The SocialArk Data Breach Uncovered the Open Source Paradox

February 5, 2021February 5, 2021 Dotan Nahum 8104 Views 1 Comment 8 min read

You’re either secure or you’re vulnerable, either under attack or safe. But is it really that simple? With the recent SocialArk breach, it quickly became clear it wasn’t.

Recently, a cloud misconfiguration by SocialArks exposed 318 million records – more than 400GB of public and private profile data – of 214 million social media users from around the world, to the internet. This breach was initiated by a misconfigured ElasticSearch database owned by Chinese social media management company SocialArks. Their server was found to be exposed to the internet without usernames or passwords to protect the data that it stored.

Over the length of this article we will go over the inherent risks in open source adoption of products like Elastic and other similar tools, a growing concern in a continuously evolving space that becomes more and more complex with time. We are bringing to light processes like “shit left” security and the integration of safety nets as the main solutions to begin a security by design approach to face the new challenges.

Task instructions:
**1)** Could you copy the SocialArk breach article word for word, starting with "Over the length" and going on through "the new challenges."?
**2)** According to the SocialArk breach article, how many social media users had their profile data exposed?
The data after this point are separate from the SocialArk breach article.

Provided material:

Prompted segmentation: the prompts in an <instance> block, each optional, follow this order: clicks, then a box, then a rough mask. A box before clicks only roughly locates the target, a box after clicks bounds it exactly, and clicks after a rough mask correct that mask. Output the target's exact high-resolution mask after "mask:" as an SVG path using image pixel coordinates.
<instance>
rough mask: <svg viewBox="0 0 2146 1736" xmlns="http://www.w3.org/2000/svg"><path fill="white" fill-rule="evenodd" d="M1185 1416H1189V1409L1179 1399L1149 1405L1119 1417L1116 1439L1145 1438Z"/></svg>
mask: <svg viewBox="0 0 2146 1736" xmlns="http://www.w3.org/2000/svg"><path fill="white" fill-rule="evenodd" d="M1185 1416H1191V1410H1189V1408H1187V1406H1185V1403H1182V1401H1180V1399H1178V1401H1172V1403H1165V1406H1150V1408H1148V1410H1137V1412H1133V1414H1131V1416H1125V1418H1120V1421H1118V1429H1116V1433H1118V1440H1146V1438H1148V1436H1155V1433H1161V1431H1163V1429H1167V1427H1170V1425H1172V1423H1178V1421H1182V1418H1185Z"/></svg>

Responses by task:
**1)**
Over the length of this article we will go over the inherent risks in open source adoption of products like Elastic and other similar tools, a growing concern in a continuously evolving space that becomes more and more complex with time. We are bringing to light processes like “shit left” security and the integration of safety nets as the main solutions to begin a security by design approach to face the new challenges.

**2)** 214 million social media users from around the world.